Task details →
Please reproduce the part of the passage on gender recognition starting at "It was this" and ending at "change their body.", word for word.

Text →

The case of rapist Isla Bryson has brought the "female penis" to public attention. Malcolm Clark in The Critic:
In a documentary I made for ITV over 20 years ago, April Ashley, the first transwoman in the UK to undergo what in the early 1960s was called a sex change, described the unbelievable pain of the operation at the hands of Dr Burou in Casablanca. At least there was some sort of wayward logic to April’s story. If you hate your male body to the point of suicidality, then I suppose losing your genitals no longer feels like such a terrible outcome.
It was this desperate argument that gave us the original Gender Recognition Act in 2004. Hansard’s record of the debate is full of references to the courage of a tiny, vulnerable minority who were so troubled they were driven to radically change their body.
Although gender recognition was not made dependent on surgery, the implication was that those who didn’t avail themselves would be a miniscule exception. As the years rolled by, and trans people became more accepted, and the definition of trans expanded exponentially, the central importance of surgery to transwomen dwindled. In 2018 when the feminist organisation Fair Play for Women studied the evidence, it revealed that 97 per cent of transwomen had had no surgery at all.

(Data excerpts)
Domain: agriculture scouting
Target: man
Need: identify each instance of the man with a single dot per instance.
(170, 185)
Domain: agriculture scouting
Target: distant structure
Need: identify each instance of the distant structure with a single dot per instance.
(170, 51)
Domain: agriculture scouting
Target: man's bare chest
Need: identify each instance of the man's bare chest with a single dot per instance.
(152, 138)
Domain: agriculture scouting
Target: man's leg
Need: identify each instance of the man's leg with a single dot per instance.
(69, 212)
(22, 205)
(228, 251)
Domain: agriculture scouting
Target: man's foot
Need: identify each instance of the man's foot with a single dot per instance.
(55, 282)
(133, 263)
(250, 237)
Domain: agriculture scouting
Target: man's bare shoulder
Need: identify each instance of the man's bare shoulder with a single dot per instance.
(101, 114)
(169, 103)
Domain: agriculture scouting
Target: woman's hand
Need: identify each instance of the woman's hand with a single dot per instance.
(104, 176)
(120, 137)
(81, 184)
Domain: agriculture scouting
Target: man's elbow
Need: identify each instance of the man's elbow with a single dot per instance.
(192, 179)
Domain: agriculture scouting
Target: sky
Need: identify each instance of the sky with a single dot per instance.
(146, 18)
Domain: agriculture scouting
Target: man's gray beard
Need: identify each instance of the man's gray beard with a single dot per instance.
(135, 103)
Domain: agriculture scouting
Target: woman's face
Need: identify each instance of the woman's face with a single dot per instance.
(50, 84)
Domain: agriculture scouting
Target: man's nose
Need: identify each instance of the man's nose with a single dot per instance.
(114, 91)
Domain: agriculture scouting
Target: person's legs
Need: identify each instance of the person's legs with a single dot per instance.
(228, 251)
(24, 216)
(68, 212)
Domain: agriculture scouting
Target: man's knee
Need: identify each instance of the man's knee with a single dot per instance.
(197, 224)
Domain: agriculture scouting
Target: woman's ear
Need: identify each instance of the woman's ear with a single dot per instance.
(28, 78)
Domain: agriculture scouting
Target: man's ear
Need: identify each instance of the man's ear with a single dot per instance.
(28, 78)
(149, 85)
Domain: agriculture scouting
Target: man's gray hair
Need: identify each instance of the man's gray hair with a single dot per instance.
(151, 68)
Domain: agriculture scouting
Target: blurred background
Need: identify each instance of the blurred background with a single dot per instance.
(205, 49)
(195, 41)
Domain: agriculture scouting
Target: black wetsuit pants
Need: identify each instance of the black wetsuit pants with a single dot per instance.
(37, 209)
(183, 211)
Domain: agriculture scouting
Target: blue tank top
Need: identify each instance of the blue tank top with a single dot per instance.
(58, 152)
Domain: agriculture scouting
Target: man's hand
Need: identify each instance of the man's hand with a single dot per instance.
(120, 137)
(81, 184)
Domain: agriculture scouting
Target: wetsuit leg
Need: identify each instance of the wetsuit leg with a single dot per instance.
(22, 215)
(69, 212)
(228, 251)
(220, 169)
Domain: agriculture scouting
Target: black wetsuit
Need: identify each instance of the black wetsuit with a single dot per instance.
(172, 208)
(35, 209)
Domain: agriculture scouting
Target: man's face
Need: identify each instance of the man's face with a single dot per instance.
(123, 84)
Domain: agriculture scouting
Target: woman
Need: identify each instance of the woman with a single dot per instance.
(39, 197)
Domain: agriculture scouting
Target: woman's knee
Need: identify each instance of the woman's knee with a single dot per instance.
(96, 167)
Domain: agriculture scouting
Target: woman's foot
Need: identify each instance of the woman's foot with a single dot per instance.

Completed exercise →
It was this desperate argument that gave us the original Gender Recognition Act in 2004. Hansard’s record of the debate is full of references to the courage of a tiny, vulnerable minority who were so troubled they were driven to radically change their body.